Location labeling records
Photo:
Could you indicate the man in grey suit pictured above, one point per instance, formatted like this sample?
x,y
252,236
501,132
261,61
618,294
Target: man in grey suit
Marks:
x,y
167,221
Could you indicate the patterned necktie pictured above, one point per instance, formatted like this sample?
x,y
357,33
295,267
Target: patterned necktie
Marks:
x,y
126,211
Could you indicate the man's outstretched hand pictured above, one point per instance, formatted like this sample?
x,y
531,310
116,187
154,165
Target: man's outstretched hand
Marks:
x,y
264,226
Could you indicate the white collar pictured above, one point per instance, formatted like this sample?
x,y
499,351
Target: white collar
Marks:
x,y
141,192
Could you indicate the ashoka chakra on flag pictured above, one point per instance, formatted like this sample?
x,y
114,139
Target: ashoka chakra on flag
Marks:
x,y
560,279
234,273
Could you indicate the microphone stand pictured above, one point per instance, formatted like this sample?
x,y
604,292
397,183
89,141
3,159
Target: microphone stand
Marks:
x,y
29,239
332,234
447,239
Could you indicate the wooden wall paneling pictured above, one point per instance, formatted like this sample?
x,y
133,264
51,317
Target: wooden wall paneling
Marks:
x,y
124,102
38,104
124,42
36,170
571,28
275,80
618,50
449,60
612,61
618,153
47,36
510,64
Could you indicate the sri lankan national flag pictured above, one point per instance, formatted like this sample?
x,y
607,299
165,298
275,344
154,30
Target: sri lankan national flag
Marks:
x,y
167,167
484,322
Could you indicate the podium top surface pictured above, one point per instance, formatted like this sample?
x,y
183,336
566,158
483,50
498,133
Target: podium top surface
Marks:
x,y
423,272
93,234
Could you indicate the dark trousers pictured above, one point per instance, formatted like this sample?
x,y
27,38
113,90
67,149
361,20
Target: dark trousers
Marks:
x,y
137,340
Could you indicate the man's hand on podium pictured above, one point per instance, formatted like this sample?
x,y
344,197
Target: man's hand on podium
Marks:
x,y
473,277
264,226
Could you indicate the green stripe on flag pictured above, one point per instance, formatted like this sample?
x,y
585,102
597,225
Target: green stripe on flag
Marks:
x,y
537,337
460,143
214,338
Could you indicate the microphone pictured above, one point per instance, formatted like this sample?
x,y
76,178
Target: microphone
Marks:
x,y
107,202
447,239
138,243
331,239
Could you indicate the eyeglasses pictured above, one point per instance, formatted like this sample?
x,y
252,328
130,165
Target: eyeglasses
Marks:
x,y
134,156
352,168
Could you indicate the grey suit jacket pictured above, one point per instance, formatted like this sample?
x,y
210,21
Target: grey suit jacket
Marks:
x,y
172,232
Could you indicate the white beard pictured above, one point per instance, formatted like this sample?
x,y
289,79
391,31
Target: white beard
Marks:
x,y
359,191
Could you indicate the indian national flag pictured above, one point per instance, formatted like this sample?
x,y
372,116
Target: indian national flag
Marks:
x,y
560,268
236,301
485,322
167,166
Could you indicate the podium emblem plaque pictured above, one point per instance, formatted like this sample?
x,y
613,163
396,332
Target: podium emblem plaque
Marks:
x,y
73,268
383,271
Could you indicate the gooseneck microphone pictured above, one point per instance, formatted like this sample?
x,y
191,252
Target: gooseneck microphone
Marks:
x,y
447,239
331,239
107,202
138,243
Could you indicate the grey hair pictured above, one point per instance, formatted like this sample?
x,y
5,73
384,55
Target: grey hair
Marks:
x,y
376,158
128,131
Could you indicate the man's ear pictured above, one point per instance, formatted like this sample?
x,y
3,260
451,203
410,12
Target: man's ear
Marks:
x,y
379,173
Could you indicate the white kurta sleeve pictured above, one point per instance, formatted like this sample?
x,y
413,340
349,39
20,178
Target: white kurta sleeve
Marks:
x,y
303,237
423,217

WHAT TO DO: Write out every line from the records above, word for word.

REPLY:
Photo:
Could you indicate the man in grey suit pictured above, one point per instance, formatted like this sample?
x,y
252,236
501,132
261,61
618,294
Target: man in grey suit
Marks:
x,y
167,221
Could you indicate the patterned necktie pictured above, one point per instance, formatted like this sample?
x,y
357,33
295,267
Target: patterned necktie
Marks:
x,y
126,211
Could you indicate the man's outstretched hand pictured above, one point per instance, formatted like this sample?
x,y
531,310
116,187
154,165
Target: man's outstretched hand
Marks:
x,y
264,226
Could you indicate the white collar pictured above, one point per instance, formatted like this sample?
x,y
499,351
Target: white collar
Marks:
x,y
141,192
Could you indicate the ashoka chakra on flag pictured above, one point per instance, formatted like this sample?
x,y
114,139
Target: ashoka chakra on flag
Marks:
x,y
560,279
234,273
Could you indicate the microphone stand pictured above, one point per instance, formatted like this sample?
x,y
604,292
397,183
89,141
3,159
Target: microphone stand
Marks:
x,y
29,239
332,234
447,239
Could you indicate the wooden wall paneling pictured above, one point per instance, formatted like this sample?
x,y
133,264
51,317
Target: wooden wall paneling
Marks:
x,y
124,102
38,104
124,42
36,170
571,28
275,80
618,50
449,60
612,61
618,153
47,36
510,64
Could you indicate the sri lankan national flag pictured above, one point per instance, formatted like this sample?
x,y
607,299
165,298
275,344
154,30
Target: sri lankan national flag
Marks:
x,y
167,167
484,322
Could you indicate the podium top surface pictured above, one point per instance, formatted like this sample?
x,y
183,336
566,158
483,50
498,133
Target: podium top surface
Marks:
x,y
423,272
93,234
Could you indicate the dark trousers pictured above, one point per instance, formatted like this sample?
x,y
27,38
113,90
67,149
361,20
Target: dark trousers
Marks:
x,y
137,340
Could you indicate the man's hand on podium pictured above, one point per instance, formatted like this sample?
x,y
344,197
Target: man's hand on podium
Marks:
x,y
473,277
264,226
Could you indicate the green stripe on flag pictured above, one point per instance, formatted like this sample?
x,y
585,102
597,225
Target: green stripe on flag
Marks:
x,y
537,337
460,143
214,338
Could you indicate the microphone pictured above, one point per instance, formatted like this sample?
x,y
76,178
Target: microphone
Marks:
x,y
107,202
447,239
138,243
331,239
Could you indicate the eyeglasses pictured above, one point per instance, formatted like this sample?
x,y
252,328
130,165
Target: eyeglasses
Marks:
x,y
134,156
352,168
Could you indicate the grey suit jacket pictured above, one point per instance, formatted like this sample?
x,y
210,21
Target: grey suit jacket
Marks:
x,y
172,232
Could you indicate the white beard pictured above, one point per instance, formatted like this sample?
x,y
289,79
391,31
Target: white beard
Marks:
x,y
359,191
Could you indicate the indian national flag pictured above, one point per instance, formatted like this sample?
x,y
372,116
Target: indian national flag
Marks:
x,y
560,268
236,301
485,322
167,166
Could you indicate the podium emblem plaque pictured above, one point per instance, formatted like this sample?
x,y
613,163
396,332
Target: podium emblem plaque
Marks:
x,y
73,268
383,271
Could you indicate the gooseneck microphone pictured above, one point per instance, formatted like this sample?
x,y
191,252
Target: gooseneck microphone
Marks:
x,y
447,239
331,239
107,202
138,243
Could you indicate the grey hair pictured above, one point per instance, formatted like this sample?
x,y
5,73
384,55
Target: grey hair
Marks:
x,y
376,158
128,131
Could you indicate the man's ear pictured above, one point per instance, formatted like this sample?
x,y
3,260
451,203
410,12
Target: man's ear
Marks:
x,y
379,173
Could you indicate the white kurta sleeve pictured above, one point per instance, formatted like this sample?
x,y
413,340
349,39
20,178
Target: white kurta sleeve
Marks:
x,y
303,237
423,217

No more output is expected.